The answer consists of one number: how many lines of the data below include the string "list".

SUPPLIED DATA:
-------------------------
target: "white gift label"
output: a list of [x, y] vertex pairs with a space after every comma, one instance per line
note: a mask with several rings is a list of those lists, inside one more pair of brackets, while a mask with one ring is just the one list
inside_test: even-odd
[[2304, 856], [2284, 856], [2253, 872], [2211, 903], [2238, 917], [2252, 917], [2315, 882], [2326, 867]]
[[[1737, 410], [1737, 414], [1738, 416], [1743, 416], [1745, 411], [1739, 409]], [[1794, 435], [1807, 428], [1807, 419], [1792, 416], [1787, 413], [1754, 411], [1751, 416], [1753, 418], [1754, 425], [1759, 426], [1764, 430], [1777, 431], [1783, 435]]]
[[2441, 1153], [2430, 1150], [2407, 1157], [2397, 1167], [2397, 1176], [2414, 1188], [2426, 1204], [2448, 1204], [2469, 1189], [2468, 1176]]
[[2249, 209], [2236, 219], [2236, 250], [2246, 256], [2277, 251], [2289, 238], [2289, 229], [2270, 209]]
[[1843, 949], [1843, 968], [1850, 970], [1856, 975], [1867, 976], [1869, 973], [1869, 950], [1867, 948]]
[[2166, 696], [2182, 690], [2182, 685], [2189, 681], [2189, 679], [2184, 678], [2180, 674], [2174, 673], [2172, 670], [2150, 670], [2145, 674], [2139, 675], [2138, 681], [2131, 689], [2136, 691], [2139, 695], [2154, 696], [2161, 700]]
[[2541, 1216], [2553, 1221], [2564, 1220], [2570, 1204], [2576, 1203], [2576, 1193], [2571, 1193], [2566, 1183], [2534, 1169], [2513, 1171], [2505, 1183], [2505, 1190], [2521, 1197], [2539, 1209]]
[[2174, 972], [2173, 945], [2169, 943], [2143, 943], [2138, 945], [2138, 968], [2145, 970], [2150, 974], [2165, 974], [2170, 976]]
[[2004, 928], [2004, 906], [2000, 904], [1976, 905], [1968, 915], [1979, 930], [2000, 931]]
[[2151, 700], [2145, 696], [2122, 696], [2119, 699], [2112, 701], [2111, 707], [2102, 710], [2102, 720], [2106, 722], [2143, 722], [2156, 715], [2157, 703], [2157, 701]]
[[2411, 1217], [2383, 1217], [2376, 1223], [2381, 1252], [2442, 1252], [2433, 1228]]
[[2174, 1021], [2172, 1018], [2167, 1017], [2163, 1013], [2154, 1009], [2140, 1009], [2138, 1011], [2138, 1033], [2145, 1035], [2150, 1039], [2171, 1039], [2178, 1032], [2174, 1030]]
-------------------------
RESULT: 2